## GIVEN EXERCISE:
Reproduce nothing but the closing run of lines: the line with "of the hill" and each line that follows it to the end of the data.
#####
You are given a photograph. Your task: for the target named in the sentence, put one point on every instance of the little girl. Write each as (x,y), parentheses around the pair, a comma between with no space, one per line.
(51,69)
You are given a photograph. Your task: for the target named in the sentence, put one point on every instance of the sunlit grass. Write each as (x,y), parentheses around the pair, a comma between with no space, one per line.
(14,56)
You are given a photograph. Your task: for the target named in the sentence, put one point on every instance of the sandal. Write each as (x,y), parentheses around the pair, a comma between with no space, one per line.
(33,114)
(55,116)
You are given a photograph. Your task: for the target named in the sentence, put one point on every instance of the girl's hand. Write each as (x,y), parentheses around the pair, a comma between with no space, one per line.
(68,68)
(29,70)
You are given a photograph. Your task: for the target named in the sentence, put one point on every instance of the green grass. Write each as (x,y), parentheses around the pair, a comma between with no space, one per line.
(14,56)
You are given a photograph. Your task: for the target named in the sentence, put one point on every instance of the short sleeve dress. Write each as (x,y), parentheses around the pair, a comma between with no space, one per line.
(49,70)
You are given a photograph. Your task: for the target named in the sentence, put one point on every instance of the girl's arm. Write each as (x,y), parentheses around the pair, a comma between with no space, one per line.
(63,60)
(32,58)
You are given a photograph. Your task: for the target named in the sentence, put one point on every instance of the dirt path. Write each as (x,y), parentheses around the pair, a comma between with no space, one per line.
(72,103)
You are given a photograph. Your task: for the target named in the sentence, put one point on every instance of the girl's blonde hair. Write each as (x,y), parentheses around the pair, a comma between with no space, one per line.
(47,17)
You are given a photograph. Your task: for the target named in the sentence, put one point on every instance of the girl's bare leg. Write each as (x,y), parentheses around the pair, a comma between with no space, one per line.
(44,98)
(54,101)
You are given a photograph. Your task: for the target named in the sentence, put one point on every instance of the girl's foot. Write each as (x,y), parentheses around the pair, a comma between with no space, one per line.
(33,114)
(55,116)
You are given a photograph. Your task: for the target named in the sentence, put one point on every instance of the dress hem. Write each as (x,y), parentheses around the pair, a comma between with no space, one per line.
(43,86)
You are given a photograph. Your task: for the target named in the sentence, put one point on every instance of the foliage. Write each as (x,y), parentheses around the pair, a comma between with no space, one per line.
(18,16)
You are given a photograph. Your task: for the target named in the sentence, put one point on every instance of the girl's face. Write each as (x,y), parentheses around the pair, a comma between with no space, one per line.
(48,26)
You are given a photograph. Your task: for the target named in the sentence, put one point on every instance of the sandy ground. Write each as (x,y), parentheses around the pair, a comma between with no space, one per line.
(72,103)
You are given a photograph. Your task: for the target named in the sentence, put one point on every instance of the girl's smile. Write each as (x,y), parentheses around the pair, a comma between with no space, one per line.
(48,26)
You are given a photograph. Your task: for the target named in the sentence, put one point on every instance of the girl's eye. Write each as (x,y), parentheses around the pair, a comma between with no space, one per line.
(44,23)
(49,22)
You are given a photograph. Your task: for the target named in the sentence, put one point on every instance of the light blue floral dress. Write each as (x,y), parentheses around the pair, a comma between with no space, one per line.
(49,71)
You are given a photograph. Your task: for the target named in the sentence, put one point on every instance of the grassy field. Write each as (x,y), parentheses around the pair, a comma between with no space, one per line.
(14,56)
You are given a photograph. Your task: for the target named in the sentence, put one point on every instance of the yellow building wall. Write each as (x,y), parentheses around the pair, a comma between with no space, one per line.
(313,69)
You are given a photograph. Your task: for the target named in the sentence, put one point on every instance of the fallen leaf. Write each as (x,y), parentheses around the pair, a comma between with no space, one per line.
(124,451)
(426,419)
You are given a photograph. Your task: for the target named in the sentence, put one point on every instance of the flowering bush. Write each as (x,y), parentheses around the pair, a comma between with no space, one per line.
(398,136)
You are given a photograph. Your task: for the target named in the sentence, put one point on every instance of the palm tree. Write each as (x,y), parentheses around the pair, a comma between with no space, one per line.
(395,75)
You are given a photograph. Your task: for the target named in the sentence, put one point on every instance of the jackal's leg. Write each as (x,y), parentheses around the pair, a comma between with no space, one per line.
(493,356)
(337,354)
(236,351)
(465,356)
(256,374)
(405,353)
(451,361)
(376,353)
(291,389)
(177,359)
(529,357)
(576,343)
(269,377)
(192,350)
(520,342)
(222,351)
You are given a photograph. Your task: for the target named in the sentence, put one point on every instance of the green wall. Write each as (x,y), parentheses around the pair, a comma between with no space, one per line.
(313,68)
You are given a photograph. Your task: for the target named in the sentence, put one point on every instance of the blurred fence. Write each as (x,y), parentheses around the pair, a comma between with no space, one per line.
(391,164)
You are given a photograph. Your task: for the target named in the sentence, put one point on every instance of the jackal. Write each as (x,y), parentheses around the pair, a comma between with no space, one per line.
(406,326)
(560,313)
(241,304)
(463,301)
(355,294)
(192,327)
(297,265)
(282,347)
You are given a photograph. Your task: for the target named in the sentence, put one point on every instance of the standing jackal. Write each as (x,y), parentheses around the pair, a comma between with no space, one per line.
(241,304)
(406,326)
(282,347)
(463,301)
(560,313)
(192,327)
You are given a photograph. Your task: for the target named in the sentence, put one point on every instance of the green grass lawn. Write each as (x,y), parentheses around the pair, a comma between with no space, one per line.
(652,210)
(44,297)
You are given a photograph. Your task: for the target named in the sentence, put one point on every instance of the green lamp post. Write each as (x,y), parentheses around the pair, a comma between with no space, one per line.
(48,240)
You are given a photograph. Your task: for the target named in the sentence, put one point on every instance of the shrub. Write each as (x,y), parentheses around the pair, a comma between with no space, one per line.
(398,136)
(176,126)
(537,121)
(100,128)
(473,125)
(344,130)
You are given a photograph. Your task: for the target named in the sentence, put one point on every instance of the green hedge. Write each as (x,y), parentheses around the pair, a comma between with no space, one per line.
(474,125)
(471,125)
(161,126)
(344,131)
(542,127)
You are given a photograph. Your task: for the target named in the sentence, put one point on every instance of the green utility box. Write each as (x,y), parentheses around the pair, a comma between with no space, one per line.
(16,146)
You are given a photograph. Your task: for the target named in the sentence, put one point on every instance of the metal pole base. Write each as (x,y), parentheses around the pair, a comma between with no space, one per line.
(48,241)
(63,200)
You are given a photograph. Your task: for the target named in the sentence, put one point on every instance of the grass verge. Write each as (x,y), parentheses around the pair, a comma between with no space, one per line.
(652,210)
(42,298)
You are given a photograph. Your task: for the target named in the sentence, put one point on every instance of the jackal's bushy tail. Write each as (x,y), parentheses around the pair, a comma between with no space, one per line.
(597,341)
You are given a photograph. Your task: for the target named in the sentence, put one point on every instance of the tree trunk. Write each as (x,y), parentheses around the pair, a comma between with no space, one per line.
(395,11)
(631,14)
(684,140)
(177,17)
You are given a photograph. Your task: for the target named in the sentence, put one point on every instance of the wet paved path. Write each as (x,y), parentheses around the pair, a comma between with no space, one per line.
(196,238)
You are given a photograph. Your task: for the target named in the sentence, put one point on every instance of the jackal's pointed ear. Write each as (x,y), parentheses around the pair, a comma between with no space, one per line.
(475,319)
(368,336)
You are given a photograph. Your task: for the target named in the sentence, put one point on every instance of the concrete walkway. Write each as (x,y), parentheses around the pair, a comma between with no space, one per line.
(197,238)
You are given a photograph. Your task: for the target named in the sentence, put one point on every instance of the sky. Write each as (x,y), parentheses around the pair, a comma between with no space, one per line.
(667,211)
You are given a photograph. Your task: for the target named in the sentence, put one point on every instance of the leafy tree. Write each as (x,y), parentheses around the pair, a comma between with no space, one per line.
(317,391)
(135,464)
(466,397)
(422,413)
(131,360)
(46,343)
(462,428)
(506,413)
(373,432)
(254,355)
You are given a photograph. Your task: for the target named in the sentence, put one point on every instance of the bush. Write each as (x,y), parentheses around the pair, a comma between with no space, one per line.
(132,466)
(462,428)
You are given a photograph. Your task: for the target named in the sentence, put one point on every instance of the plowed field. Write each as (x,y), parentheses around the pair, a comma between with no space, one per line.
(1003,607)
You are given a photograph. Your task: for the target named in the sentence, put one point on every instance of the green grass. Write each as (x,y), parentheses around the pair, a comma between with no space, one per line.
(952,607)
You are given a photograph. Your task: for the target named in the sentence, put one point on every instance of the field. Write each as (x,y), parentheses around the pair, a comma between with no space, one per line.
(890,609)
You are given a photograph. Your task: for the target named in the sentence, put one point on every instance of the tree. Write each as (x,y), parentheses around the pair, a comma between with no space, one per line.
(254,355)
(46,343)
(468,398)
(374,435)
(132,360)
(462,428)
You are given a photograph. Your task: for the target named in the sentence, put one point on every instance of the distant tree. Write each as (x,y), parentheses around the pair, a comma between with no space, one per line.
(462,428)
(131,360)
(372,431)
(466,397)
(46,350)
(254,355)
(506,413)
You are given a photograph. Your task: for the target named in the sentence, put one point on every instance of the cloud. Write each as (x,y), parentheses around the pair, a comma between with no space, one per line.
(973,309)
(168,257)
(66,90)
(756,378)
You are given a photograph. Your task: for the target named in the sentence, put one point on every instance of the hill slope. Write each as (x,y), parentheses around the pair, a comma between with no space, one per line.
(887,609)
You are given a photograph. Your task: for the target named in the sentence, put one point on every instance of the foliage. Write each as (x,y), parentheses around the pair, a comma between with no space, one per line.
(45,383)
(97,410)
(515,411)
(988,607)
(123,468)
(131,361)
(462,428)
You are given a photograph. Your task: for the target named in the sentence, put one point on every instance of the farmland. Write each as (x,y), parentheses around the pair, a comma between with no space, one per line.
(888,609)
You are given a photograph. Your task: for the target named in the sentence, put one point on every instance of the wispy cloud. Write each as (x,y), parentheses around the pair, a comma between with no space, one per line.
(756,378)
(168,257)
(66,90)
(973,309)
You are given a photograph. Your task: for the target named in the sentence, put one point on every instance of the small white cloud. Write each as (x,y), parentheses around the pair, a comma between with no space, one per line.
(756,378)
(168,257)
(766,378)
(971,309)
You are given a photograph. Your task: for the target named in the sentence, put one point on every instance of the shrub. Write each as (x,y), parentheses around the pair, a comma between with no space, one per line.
#####
## OUTPUT FOR THIS TASK:
You are given a photograph. Your task: for the target named in the sentence, put one point on every instance of the hill slope. Write each as (x,y), parentheses around the pair, a comma between with no space, one per line.
(887,609)
You are given a photograph. Your task: for the target named in the sentence, put one point on every instance of the foliage. Write each as (x,y), parentheses around the pair, a comma between with no space, one per line.
(45,383)
(97,410)
(515,411)
(988,607)
(123,468)
(131,361)
(462,428)
You are given a photograph. Your task: for the target named in the sentence, put one point on every instance of the farmland. Write each as (x,y), parentheses around the pair, a comma between with no space, one per line.
(888,609)
You are given a photograph. Your task: for the target named in the sentence, put one point on every instance of the wispy cloud. Write each as (x,y), parentheses around the pair, a comma between with no space, one per line.
(756,378)
(168,257)
(66,90)
(973,309)
You are given a photograph. Your task: for the target named in the sentence, put one point on every instance of the small white cloud. Write each as (x,y), parentheses around the pair, a comma between with no space, one per line.
(756,378)
(168,257)
(766,378)
(971,309)
You are given a photograph. Your task: for the target named in the sentence, put one point on every instance of the shrub. Write each as (x,y), parentheses around the pair, a comma between with no space, one per line.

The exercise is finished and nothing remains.